Magi, The Manga Whisperer

sudo apt-get update && sudo apt-get install cbm ffmpeg git-lfs

人物名称判定不精确的版本（可以考虑使用tag进行改进）

#!/usr/bin/env python
# coding: utf-8

# 安装依赖
#get_ipython().system('pip install torch datasets huggingface_hub transformers scipy einops pulp shapely timm')

# 导入必要的库
from datasets import load_dataset
import os
from PIL import Image
import numpy as np
from transformers import AutoModel
import torch

# 配置输出路径
output_dir = "first_sTitle_output_pages"  # 可配置的输出路径
os.makedirs(output_dir, exist_ok=True)  # 确保路径存在

# 加载《原神》漫画的英文数据集
ds = load_dataset("svjack/Genshin-Impact-Manga-EN-US")

数据行:

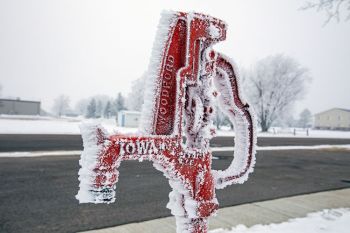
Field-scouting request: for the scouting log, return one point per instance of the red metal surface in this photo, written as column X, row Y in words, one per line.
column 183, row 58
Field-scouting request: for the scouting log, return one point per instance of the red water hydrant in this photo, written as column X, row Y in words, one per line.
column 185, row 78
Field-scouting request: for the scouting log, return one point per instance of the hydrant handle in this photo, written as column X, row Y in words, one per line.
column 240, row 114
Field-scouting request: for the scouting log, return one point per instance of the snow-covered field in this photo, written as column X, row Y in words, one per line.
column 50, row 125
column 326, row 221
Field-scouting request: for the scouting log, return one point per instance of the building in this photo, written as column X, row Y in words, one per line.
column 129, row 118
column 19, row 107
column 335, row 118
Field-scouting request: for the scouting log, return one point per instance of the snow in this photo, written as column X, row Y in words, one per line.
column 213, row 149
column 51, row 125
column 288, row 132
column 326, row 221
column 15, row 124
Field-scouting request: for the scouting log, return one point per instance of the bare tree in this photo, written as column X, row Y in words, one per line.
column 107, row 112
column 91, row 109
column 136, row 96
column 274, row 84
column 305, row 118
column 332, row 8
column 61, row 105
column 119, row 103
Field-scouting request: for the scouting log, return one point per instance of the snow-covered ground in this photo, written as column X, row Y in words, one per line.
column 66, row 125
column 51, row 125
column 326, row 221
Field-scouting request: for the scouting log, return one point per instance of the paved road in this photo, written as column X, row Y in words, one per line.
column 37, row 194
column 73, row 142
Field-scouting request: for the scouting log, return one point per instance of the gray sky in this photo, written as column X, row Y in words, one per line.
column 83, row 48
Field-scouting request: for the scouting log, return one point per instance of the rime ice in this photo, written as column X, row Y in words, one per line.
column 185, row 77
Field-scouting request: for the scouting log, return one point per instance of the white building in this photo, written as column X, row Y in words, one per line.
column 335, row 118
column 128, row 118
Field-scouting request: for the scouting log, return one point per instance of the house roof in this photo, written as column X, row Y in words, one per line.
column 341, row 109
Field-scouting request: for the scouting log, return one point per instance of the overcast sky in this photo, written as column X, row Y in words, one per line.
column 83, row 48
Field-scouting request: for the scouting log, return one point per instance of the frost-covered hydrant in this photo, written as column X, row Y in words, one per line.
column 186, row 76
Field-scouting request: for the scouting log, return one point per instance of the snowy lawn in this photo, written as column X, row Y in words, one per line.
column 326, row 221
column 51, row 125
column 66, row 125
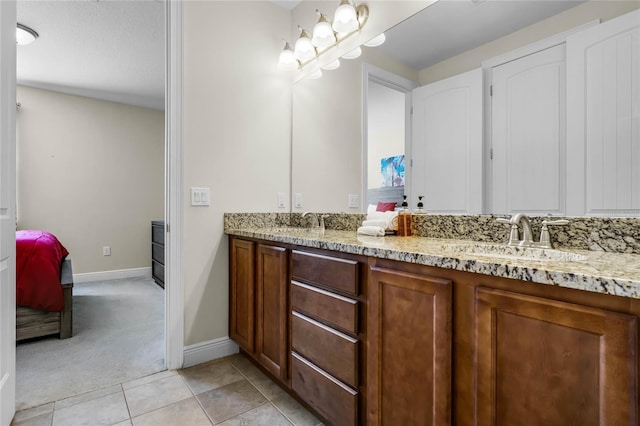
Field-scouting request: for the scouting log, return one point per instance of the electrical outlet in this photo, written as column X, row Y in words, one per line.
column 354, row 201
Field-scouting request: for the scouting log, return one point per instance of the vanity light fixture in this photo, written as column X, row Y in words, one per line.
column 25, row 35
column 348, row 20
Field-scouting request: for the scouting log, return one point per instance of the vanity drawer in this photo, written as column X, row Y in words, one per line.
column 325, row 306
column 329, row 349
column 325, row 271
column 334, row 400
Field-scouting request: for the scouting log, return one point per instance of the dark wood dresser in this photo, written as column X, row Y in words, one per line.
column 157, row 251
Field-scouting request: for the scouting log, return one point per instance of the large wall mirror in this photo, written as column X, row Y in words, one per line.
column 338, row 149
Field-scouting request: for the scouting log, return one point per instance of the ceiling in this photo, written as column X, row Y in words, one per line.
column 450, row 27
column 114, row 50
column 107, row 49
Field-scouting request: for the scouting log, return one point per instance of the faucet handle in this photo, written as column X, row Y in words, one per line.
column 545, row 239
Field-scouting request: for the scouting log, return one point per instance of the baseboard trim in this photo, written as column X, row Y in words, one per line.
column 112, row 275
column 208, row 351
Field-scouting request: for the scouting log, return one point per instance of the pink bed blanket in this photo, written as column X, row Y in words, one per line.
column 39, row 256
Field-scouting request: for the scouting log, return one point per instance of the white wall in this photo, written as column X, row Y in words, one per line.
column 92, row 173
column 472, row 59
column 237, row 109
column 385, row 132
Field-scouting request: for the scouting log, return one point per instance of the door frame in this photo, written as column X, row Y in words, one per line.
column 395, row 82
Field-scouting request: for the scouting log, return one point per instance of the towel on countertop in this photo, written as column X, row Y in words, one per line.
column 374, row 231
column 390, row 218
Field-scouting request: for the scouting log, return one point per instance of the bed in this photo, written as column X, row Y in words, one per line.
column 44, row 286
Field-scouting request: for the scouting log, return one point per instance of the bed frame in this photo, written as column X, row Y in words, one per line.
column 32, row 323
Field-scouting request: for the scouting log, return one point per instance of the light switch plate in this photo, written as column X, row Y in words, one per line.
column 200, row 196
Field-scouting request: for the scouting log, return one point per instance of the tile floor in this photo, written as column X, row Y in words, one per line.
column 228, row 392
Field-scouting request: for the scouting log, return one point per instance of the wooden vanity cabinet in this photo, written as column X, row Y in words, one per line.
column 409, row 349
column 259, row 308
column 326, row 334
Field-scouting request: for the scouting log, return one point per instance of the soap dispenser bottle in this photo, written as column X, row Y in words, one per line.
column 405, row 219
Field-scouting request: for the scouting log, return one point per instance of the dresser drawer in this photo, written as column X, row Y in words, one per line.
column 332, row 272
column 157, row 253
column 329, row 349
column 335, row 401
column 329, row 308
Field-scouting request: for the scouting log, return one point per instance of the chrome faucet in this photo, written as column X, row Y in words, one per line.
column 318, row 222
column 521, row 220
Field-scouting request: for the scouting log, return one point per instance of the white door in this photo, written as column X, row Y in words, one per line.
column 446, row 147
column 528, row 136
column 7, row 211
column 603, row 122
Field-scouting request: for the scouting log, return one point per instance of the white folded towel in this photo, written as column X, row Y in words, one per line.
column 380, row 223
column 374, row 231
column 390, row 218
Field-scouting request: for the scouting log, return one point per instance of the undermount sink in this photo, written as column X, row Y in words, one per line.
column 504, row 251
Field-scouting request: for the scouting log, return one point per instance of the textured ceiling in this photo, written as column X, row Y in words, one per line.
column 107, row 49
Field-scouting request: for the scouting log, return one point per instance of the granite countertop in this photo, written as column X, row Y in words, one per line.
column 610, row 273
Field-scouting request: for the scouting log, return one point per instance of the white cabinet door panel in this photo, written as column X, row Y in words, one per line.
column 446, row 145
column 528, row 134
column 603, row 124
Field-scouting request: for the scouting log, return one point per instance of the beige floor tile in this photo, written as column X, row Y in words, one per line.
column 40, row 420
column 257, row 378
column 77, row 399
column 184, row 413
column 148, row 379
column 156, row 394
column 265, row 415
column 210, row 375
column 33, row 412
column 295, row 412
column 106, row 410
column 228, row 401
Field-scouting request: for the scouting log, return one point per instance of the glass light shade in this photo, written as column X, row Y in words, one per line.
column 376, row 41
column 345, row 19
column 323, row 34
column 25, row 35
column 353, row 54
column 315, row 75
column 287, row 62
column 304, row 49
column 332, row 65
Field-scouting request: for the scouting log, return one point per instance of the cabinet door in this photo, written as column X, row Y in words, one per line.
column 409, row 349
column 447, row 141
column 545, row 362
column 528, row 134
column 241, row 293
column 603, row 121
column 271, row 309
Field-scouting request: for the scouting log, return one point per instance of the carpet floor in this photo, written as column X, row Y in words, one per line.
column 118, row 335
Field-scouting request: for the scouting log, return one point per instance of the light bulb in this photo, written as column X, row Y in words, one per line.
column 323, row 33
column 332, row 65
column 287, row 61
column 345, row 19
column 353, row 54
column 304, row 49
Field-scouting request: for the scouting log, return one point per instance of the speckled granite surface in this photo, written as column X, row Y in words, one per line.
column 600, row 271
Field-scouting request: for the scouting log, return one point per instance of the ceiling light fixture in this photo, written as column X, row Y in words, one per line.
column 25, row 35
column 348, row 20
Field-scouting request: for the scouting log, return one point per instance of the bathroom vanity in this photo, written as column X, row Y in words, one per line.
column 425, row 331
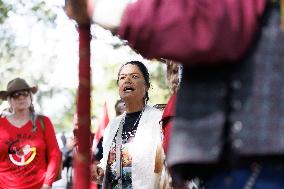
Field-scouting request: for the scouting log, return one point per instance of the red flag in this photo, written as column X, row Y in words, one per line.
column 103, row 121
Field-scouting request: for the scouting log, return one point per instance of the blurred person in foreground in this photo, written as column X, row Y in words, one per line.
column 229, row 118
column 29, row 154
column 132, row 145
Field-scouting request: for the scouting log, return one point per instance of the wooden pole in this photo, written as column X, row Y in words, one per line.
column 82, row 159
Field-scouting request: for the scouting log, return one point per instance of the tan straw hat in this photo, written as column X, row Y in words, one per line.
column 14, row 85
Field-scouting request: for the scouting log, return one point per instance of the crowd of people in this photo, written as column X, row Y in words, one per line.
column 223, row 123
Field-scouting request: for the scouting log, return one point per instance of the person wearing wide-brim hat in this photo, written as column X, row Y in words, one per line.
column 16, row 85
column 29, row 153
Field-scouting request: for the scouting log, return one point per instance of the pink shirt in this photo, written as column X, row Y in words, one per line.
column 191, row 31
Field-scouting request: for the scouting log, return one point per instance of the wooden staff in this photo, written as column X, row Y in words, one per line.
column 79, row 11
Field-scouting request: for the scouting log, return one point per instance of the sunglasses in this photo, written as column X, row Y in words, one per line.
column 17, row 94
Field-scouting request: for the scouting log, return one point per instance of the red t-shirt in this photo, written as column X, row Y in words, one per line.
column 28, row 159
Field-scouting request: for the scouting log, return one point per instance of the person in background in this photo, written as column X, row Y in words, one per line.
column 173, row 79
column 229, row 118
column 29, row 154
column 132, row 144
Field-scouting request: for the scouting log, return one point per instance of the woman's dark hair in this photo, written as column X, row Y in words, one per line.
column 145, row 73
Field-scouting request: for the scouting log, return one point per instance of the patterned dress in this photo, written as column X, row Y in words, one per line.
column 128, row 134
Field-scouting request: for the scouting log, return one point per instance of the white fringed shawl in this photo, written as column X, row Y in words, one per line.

待完成任务:
a) 在页面文本的代码中，变量 output_dir 被赋成了什么值？
b) 请列出页面文本代码里 import 语句导入的全部库。
c) 请照原样抄录页面文本，从“sudo apt-get update”开始，到“pulp shapely timm')”结束。

依次作答:
a) "first_sTitle_output_pages"

b) datasets、os、PIL、numpy、transformers、torch

c)
sudo apt-get update && sudo apt-get install cbm ffmpeg git-lfs

人物名称判定不精确的版本（可以考虑使用tag进行改进）

#!/usr/bin/env python
# coding: utf-8

# 安装依赖
#get_ipython().system('pip install torch datasets huggingface_hub transformers scipy einops pulp shapely timm')